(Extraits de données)
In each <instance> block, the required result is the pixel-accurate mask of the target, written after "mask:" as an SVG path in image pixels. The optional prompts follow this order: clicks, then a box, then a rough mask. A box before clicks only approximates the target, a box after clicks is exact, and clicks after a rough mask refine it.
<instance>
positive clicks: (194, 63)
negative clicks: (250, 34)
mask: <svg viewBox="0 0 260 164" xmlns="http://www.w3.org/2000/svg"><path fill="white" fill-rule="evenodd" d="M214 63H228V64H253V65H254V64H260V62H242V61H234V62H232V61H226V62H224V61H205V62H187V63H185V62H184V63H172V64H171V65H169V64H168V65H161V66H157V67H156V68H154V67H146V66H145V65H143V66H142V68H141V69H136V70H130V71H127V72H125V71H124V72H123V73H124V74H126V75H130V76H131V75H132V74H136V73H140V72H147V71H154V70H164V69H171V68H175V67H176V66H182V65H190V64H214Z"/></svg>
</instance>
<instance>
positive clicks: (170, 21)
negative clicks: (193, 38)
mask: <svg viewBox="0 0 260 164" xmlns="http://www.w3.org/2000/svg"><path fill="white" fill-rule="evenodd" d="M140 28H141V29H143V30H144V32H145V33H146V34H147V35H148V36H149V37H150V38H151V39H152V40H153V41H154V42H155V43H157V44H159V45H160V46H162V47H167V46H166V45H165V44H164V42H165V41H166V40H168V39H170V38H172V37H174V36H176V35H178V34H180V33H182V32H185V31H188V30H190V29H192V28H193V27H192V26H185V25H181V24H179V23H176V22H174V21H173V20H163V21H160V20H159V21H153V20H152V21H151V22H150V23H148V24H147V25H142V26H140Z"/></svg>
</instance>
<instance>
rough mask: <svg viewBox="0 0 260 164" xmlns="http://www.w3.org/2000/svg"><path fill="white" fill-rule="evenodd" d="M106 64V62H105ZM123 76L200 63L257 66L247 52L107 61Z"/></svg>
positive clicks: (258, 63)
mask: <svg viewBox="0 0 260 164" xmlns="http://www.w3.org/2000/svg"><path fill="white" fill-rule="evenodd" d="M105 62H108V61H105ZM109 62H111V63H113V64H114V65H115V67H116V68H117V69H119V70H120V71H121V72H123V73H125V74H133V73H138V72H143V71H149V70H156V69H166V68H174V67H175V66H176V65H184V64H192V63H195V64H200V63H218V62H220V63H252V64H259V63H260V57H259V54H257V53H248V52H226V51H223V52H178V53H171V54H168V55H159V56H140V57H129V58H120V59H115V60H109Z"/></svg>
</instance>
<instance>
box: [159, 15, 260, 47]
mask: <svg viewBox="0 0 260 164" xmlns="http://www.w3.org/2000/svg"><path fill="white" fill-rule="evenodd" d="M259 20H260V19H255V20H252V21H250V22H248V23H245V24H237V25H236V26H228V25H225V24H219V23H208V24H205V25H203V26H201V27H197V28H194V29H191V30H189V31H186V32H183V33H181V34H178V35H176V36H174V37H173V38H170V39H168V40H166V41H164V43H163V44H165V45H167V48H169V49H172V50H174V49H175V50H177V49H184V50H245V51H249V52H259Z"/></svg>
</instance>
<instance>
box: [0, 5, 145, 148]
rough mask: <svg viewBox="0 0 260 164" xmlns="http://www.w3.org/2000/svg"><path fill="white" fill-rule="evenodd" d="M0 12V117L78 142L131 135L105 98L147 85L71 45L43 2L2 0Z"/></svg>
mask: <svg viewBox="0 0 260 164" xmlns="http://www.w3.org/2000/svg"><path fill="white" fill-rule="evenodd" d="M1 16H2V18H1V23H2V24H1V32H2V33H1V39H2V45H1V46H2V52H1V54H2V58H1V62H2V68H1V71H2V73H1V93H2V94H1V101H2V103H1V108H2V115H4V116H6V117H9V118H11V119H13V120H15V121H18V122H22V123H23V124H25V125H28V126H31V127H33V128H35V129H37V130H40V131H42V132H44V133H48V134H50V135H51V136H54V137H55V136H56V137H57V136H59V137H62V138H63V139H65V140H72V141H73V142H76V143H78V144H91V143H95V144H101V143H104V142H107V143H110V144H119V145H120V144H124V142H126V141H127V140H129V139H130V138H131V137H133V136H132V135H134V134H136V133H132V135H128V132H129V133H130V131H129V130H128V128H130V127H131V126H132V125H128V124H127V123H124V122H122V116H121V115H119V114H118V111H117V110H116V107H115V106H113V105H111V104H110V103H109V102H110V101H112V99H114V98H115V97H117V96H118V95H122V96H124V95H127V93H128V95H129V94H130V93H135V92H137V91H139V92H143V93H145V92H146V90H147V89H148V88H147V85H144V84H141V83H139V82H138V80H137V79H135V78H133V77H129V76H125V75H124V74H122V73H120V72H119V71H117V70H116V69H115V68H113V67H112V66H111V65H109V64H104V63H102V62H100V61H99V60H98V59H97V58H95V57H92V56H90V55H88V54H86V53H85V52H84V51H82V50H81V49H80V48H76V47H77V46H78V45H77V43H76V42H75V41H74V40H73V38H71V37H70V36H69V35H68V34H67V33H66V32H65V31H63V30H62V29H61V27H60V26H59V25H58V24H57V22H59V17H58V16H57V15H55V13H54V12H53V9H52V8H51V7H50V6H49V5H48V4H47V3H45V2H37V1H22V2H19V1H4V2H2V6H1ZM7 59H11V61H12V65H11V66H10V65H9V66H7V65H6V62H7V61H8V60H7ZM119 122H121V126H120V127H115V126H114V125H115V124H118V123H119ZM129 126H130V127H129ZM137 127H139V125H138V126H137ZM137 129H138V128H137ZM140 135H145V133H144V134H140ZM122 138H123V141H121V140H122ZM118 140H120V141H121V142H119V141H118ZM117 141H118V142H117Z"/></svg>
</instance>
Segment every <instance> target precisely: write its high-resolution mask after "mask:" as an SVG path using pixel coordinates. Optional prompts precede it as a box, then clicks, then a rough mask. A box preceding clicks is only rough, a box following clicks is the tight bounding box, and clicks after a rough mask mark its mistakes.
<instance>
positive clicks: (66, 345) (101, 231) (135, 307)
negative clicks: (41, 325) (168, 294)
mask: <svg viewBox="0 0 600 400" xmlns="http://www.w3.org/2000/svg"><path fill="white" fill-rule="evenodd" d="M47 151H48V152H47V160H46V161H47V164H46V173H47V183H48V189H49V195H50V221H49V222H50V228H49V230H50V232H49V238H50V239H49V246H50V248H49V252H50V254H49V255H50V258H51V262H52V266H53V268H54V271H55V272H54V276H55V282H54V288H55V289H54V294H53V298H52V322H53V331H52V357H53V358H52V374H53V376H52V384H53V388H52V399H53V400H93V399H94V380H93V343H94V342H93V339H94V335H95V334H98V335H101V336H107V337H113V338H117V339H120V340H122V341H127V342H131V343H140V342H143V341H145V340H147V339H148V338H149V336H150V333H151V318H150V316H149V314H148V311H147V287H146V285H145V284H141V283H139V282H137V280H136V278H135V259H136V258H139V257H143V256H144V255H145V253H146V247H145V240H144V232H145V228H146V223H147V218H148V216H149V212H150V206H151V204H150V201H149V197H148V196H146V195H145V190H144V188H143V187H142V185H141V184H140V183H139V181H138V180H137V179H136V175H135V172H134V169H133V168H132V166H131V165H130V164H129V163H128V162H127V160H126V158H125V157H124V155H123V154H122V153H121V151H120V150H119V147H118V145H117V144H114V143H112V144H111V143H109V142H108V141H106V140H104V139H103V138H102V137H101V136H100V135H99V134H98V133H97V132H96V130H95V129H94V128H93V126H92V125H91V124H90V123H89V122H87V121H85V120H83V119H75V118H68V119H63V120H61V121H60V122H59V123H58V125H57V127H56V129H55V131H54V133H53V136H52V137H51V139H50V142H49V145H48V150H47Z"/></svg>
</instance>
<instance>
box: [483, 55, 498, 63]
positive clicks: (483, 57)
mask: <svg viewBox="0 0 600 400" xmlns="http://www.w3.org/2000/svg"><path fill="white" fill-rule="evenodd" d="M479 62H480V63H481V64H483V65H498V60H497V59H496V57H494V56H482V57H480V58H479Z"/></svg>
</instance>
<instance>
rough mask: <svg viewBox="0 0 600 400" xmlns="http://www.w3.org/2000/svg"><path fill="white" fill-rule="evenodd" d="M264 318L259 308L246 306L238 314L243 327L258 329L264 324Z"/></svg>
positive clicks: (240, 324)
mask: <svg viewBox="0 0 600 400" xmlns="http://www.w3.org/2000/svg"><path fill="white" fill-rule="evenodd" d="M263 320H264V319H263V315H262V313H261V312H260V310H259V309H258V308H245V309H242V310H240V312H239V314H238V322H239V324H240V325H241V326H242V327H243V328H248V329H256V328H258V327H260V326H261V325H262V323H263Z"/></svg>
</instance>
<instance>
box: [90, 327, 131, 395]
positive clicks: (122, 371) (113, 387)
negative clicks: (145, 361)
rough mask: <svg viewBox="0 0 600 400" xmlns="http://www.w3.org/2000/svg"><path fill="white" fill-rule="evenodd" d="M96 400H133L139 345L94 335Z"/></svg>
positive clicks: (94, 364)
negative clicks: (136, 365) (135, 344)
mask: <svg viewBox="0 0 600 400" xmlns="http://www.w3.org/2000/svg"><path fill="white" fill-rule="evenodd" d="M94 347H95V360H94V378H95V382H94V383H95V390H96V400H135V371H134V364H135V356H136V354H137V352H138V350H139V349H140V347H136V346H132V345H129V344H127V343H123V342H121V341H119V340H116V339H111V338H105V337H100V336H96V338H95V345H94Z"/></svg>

• DÉTAILS DE L'EXERCICE: Rassemblez, en les recopiant telles quelles, toutes les lignes des enregistrements qui contiennent la chaîne « negative ». La casse compte.

• TÂCHE RÉALISÉE:
negative clicks: (250, 34)
negative clicks: (193, 38)
negative clicks: (41, 325) (168, 294)
negative clicks: (145, 361)
negative clicks: (136, 365) (135, 344)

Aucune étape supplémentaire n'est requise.